:: DATA ROWS ::
** Start **

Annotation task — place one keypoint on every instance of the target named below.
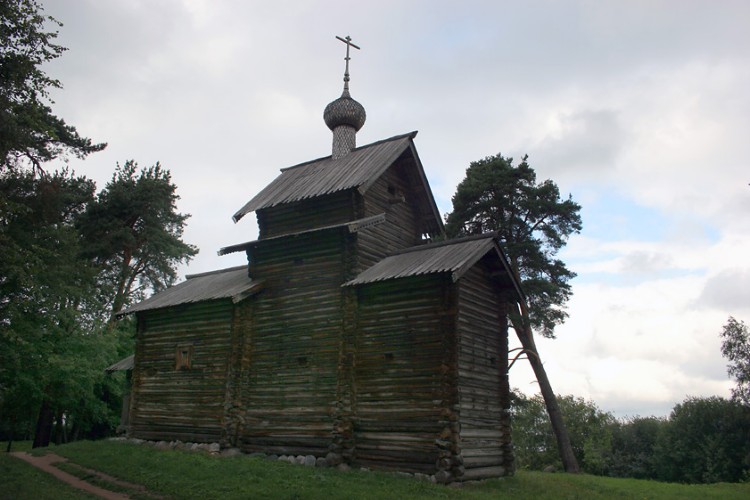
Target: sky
(640, 110)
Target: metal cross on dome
(348, 42)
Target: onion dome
(345, 111)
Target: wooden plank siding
(400, 350)
(393, 195)
(184, 404)
(292, 353)
(483, 380)
(290, 218)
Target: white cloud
(638, 109)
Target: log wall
(185, 404)
(399, 376)
(483, 377)
(291, 349)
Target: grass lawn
(21, 481)
(179, 474)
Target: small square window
(183, 357)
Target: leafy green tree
(50, 353)
(735, 347)
(533, 223)
(134, 232)
(535, 444)
(706, 440)
(29, 132)
(633, 443)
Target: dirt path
(46, 463)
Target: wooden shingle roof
(452, 256)
(352, 227)
(232, 283)
(359, 169)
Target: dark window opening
(184, 357)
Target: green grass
(178, 474)
(21, 481)
(16, 446)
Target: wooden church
(355, 332)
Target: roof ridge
(438, 244)
(410, 135)
(217, 271)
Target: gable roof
(352, 227)
(451, 256)
(122, 365)
(231, 283)
(359, 169)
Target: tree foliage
(66, 256)
(633, 447)
(134, 232)
(707, 440)
(735, 347)
(29, 131)
(50, 353)
(533, 224)
(535, 445)
(704, 440)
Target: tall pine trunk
(43, 425)
(522, 327)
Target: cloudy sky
(639, 109)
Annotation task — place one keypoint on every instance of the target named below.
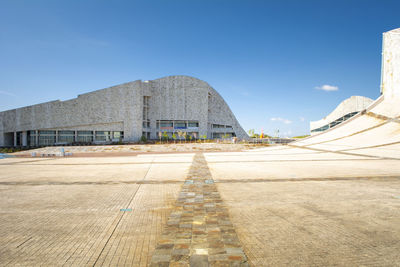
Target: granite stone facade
(132, 109)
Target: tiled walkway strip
(199, 231)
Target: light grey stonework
(120, 108)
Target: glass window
(47, 138)
(193, 124)
(85, 136)
(102, 135)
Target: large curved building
(124, 112)
(344, 111)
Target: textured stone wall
(391, 64)
(120, 108)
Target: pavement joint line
(343, 153)
(199, 231)
(121, 216)
(24, 242)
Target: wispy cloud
(286, 121)
(7, 93)
(327, 87)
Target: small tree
(180, 133)
(165, 136)
(251, 133)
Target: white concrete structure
(376, 130)
(344, 111)
(124, 112)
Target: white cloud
(286, 121)
(327, 88)
(6, 93)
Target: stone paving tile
(199, 231)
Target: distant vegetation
(10, 150)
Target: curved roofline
(349, 103)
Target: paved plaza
(277, 206)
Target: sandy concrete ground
(288, 206)
(137, 148)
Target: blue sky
(266, 58)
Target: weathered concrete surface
(120, 108)
(349, 105)
(68, 211)
(288, 206)
(301, 207)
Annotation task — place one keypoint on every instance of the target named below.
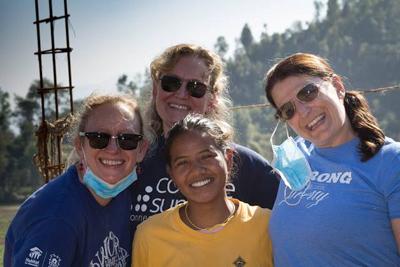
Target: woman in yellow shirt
(209, 229)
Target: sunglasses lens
(170, 83)
(98, 140)
(308, 93)
(129, 141)
(196, 89)
(287, 111)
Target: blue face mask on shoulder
(290, 162)
(104, 189)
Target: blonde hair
(93, 101)
(218, 81)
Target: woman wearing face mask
(348, 213)
(82, 218)
(190, 79)
(210, 229)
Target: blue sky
(110, 38)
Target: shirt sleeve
(50, 242)
(139, 250)
(392, 188)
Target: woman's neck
(102, 201)
(205, 216)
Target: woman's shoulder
(56, 199)
(160, 220)
(248, 212)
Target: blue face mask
(104, 189)
(290, 163)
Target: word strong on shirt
(332, 178)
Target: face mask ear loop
(84, 157)
(287, 130)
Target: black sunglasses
(99, 140)
(195, 88)
(307, 94)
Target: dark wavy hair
(363, 123)
(220, 131)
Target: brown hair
(218, 80)
(361, 119)
(220, 131)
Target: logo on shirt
(158, 198)
(54, 260)
(33, 257)
(315, 192)
(110, 254)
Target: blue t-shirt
(154, 192)
(343, 216)
(61, 224)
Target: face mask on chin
(290, 162)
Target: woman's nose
(182, 92)
(302, 108)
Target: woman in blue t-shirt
(338, 202)
(188, 78)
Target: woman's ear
(339, 86)
(212, 103)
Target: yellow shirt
(164, 240)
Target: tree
(221, 47)
(6, 138)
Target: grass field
(6, 215)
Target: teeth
(315, 121)
(111, 162)
(201, 183)
(181, 107)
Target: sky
(111, 38)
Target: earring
(139, 169)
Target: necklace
(215, 228)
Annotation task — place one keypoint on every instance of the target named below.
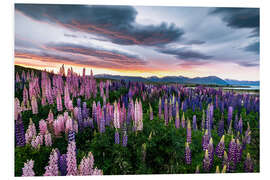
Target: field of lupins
(67, 124)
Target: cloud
(254, 47)
(117, 23)
(240, 18)
(74, 54)
(248, 64)
(116, 56)
(185, 54)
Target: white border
(7, 80)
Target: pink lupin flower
(59, 102)
(71, 159)
(35, 142)
(30, 132)
(34, 105)
(97, 172)
(86, 165)
(17, 108)
(50, 117)
(183, 122)
(42, 126)
(28, 168)
(116, 119)
(68, 125)
(48, 139)
(52, 168)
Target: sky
(139, 40)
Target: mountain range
(211, 80)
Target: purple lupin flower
(116, 137)
(52, 168)
(166, 112)
(19, 131)
(71, 159)
(240, 125)
(177, 121)
(248, 165)
(187, 154)
(125, 139)
(194, 123)
(203, 120)
(225, 161)
(197, 169)
(221, 126)
(220, 148)
(102, 123)
(183, 122)
(210, 149)
(206, 162)
(238, 151)
(150, 112)
(236, 123)
(159, 109)
(230, 114)
(188, 132)
(63, 164)
(232, 154)
(28, 168)
(205, 140)
(71, 136)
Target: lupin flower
(116, 137)
(71, 136)
(97, 172)
(63, 164)
(52, 168)
(143, 151)
(205, 140)
(225, 161)
(238, 152)
(71, 159)
(125, 139)
(194, 123)
(42, 126)
(197, 169)
(248, 164)
(224, 169)
(166, 112)
(150, 112)
(232, 154)
(221, 126)
(19, 131)
(159, 109)
(187, 154)
(183, 122)
(211, 150)
(34, 105)
(217, 169)
(59, 102)
(30, 132)
(206, 162)
(28, 168)
(177, 121)
(240, 125)
(188, 132)
(86, 165)
(220, 148)
(48, 139)
(230, 114)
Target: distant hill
(209, 80)
(242, 83)
(213, 80)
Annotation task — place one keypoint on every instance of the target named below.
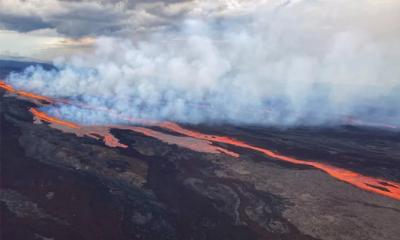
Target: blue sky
(46, 29)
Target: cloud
(307, 63)
(87, 18)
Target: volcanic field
(148, 179)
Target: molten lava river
(193, 140)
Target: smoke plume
(300, 63)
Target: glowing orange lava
(44, 117)
(198, 145)
(383, 187)
(202, 142)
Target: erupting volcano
(242, 174)
(203, 143)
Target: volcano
(149, 179)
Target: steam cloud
(311, 63)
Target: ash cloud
(301, 63)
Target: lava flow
(203, 144)
(383, 187)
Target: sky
(46, 29)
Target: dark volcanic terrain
(56, 185)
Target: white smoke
(308, 63)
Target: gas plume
(305, 63)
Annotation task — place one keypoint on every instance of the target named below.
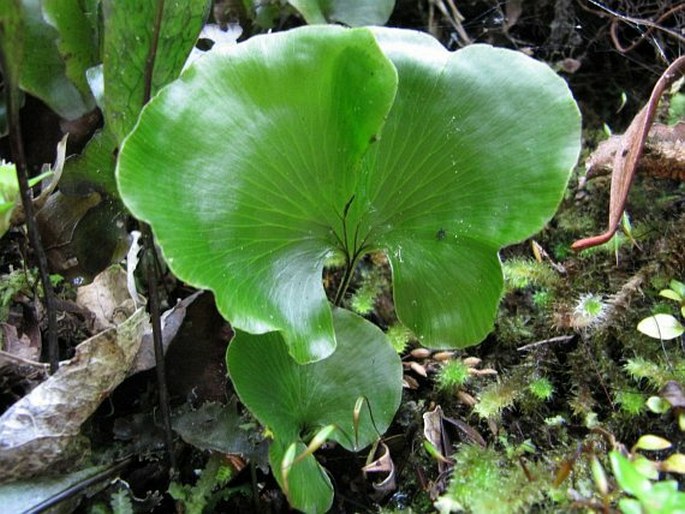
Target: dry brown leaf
(626, 158)
(171, 323)
(105, 297)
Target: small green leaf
(9, 194)
(308, 486)
(630, 506)
(678, 287)
(627, 477)
(671, 295)
(354, 13)
(661, 326)
(658, 405)
(675, 463)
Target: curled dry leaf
(673, 393)
(664, 154)
(40, 432)
(383, 464)
(626, 157)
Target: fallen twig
(626, 159)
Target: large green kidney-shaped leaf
(129, 52)
(295, 400)
(246, 171)
(43, 72)
(259, 172)
(492, 138)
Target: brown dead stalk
(626, 159)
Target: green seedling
(665, 326)
(9, 192)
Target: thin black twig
(150, 266)
(557, 339)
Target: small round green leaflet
(257, 164)
(295, 401)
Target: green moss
(497, 397)
(521, 273)
(399, 336)
(485, 481)
(631, 402)
(541, 388)
(543, 298)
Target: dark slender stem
(19, 158)
(80, 487)
(350, 265)
(152, 54)
(155, 316)
(150, 266)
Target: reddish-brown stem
(628, 155)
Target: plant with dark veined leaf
(261, 163)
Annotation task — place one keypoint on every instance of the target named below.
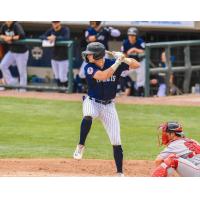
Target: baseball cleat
(78, 154)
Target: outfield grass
(31, 128)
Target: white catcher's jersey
(187, 165)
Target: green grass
(31, 128)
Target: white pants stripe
(60, 69)
(20, 59)
(108, 116)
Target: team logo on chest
(90, 70)
(111, 79)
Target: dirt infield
(70, 167)
(184, 100)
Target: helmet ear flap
(84, 56)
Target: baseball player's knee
(165, 168)
(88, 118)
(117, 149)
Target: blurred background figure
(133, 47)
(159, 80)
(17, 53)
(59, 60)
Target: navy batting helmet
(132, 31)
(96, 49)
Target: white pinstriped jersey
(103, 91)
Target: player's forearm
(16, 37)
(133, 64)
(103, 75)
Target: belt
(101, 101)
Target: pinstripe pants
(108, 116)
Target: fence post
(147, 72)
(188, 70)
(70, 73)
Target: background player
(181, 154)
(59, 61)
(133, 47)
(17, 54)
(102, 77)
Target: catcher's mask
(96, 49)
(132, 31)
(167, 128)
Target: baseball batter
(181, 154)
(18, 54)
(102, 77)
(59, 61)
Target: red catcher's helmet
(169, 127)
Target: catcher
(181, 154)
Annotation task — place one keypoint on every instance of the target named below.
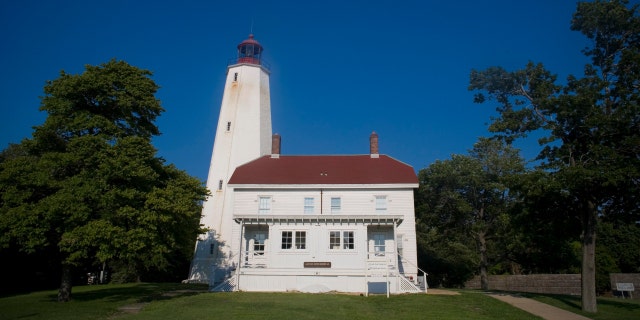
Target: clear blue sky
(339, 69)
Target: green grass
(244, 305)
(89, 302)
(608, 308)
(102, 302)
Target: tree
(466, 201)
(592, 124)
(88, 187)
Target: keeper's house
(300, 223)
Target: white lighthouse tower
(243, 134)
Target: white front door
(379, 245)
(256, 247)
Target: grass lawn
(608, 308)
(102, 302)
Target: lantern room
(249, 51)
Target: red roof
(330, 169)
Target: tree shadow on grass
(575, 303)
(146, 292)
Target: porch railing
(424, 273)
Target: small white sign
(624, 287)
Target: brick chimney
(275, 146)
(373, 145)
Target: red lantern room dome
(249, 51)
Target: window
(264, 205)
(347, 240)
(287, 239)
(334, 240)
(344, 240)
(381, 204)
(308, 205)
(298, 242)
(301, 240)
(259, 240)
(336, 205)
(379, 244)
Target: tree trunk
(482, 246)
(64, 293)
(589, 303)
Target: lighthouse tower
(243, 134)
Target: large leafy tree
(464, 202)
(592, 123)
(88, 186)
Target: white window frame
(259, 243)
(381, 204)
(336, 205)
(309, 205)
(297, 240)
(342, 244)
(264, 204)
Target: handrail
(424, 273)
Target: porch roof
(325, 219)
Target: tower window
(308, 205)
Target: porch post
(239, 255)
(395, 245)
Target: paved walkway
(537, 308)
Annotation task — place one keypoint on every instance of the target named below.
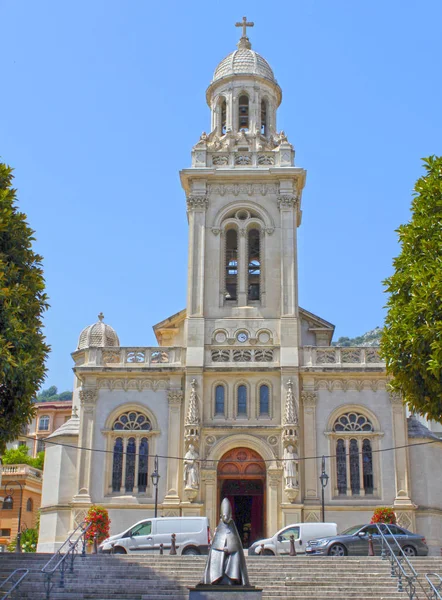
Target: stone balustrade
(342, 357)
(154, 357)
(226, 356)
(21, 470)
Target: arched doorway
(241, 479)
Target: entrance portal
(241, 479)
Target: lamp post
(323, 478)
(8, 499)
(155, 480)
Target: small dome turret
(98, 335)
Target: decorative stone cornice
(309, 398)
(287, 201)
(175, 397)
(197, 202)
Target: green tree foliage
(412, 339)
(20, 456)
(51, 395)
(22, 302)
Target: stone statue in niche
(290, 467)
(226, 564)
(191, 469)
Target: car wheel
(191, 552)
(337, 550)
(409, 551)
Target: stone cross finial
(244, 24)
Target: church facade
(244, 394)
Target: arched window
(341, 467)
(8, 503)
(367, 466)
(243, 113)
(231, 264)
(223, 116)
(43, 423)
(264, 126)
(130, 452)
(354, 468)
(142, 465)
(354, 454)
(242, 400)
(219, 399)
(130, 465)
(264, 400)
(117, 468)
(254, 265)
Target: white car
(303, 532)
(192, 536)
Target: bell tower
(244, 206)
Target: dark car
(354, 542)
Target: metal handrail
(60, 559)
(435, 589)
(397, 569)
(15, 584)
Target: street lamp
(323, 478)
(155, 480)
(8, 500)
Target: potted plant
(100, 522)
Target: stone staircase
(166, 577)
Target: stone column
(400, 454)
(88, 398)
(208, 481)
(289, 284)
(175, 398)
(196, 210)
(274, 481)
(309, 400)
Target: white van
(303, 532)
(192, 536)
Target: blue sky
(102, 101)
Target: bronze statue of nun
(226, 564)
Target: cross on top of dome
(244, 41)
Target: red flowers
(384, 514)
(99, 517)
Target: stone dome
(98, 335)
(244, 61)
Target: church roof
(98, 335)
(244, 61)
(416, 429)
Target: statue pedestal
(224, 592)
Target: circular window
(242, 215)
(264, 337)
(220, 337)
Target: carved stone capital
(287, 201)
(309, 398)
(195, 202)
(175, 397)
(88, 397)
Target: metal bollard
(173, 544)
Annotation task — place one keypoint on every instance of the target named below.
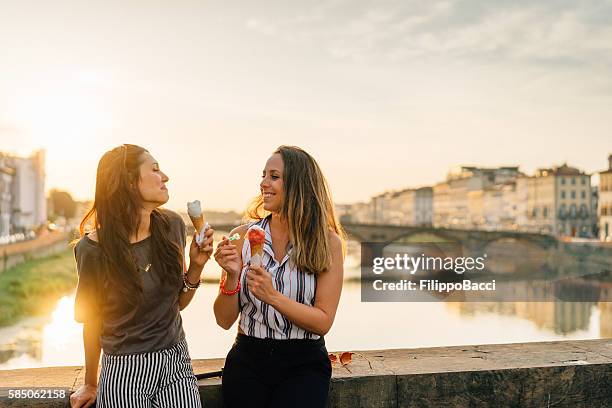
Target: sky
(385, 95)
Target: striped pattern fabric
(157, 379)
(258, 319)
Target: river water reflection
(56, 339)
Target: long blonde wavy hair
(308, 209)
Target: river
(56, 339)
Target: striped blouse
(258, 319)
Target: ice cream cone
(194, 209)
(257, 238)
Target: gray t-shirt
(155, 324)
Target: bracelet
(189, 286)
(229, 292)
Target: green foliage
(33, 286)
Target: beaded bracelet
(189, 286)
(229, 292)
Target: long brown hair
(115, 216)
(308, 209)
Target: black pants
(276, 373)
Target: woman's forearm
(91, 342)
(226, 307)
(194, 274)
(309, 318)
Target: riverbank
(560, 374)
(33, 287)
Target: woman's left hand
(260, 284)
(200, 254)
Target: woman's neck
(279, 224)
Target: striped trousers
(149, 380)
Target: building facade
(559, 202)
(604, 202)
(23, 204)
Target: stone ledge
(560, 374)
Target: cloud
(559, 32)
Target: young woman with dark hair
(286, 305)
(132, 285)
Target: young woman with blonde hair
(286, 305)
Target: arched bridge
(471, 240)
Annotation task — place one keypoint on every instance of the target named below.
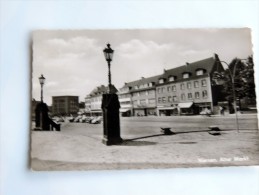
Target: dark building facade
(63, 105)
(187, 89)
(93, 101)
(140, 96)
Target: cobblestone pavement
(78, 146)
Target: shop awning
(95, 111)
(167, 108)
(124, 110)
(185, 105)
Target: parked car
(89, 119)
(82, 119)
(77, 119)
(97, 120)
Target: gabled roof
(101, 90)
(153, 79)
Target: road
(78, 146)
(145, 126)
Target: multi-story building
(93, 101)
(139, 97)
(63, 105)
(188, 89)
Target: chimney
(216, 57)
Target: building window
(164, 100)
(203, 83)
(182, 96)
(143, 102)
(199, 72)
(161, 81)
(197, 95)
(182, 86)
(171, 78)
(205, 94)
(152, 101)
(186, 75)
(169, 98)
(189, 85)
(196, 84)
(142, 93)
(162, 90)
(151, 92)
(135, 94)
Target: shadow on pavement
(137, 143)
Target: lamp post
(110, 107)
(108, 54)
(232, 77)
(42, 81)
(41, 111)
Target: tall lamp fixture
(110, 107)
(232, 77)
(108, 54)
(42, 81)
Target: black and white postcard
(143, 99)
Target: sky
(73, 63)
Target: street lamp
(108, 54)
(232, 76)
(110, 108)
(42, 81)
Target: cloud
(73, 61)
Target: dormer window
(200, 72)
(162, 80)
(186, 75)
(172, 78)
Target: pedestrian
(220, 110)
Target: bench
(214, 130)
(166, 130)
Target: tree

** End **

:: TO BE DONE ::
With the line containing "Target: multi-story building" as the first and the last line of the records as the final one, print exactly the lines in that span.

:: COMPLETED TASK ::
Target: multi-story building
(93, 101)
(139, 97)
(63, 105)
(188, 89)
Target: chimney
(216, 57)
Target: building window
(164, 100)
(203, 83)
(182, 96)
(143, 102)
(199, 72)
(161, 81)
(197, 95)
(182, 86)
(171, 78)
(205, 94)
(152, 101)
(186, 75)
(169, 98)
(189, 85)
(196, 84)
(142, 93)
(162, 90)
(151, 92)
(135, 94)
Target: shadow on pavement
(137, 143)
Target: lamp post
(110, 107)
(108, 54)
(232, 77)
(42, 81)
(41, 111)
Target: tall lamp fixture
(110, 107)
(232, 77)
(108, 54)
(42, 81)
Target: black and white postcard
(143, 99)
Target: sky
(73, 63)
Target: street lamp
(108, 54)
(232, 76)
(110, 108)
(42, 81)
Target: cloud
(73, 61)
Target: dormer window
(200, 72)
(162, 80)
(186, 75)
(172, 78)
Target: pedestrian
(220, 110)
Target: bench
(214, 130)
(166, 130)
Target: tree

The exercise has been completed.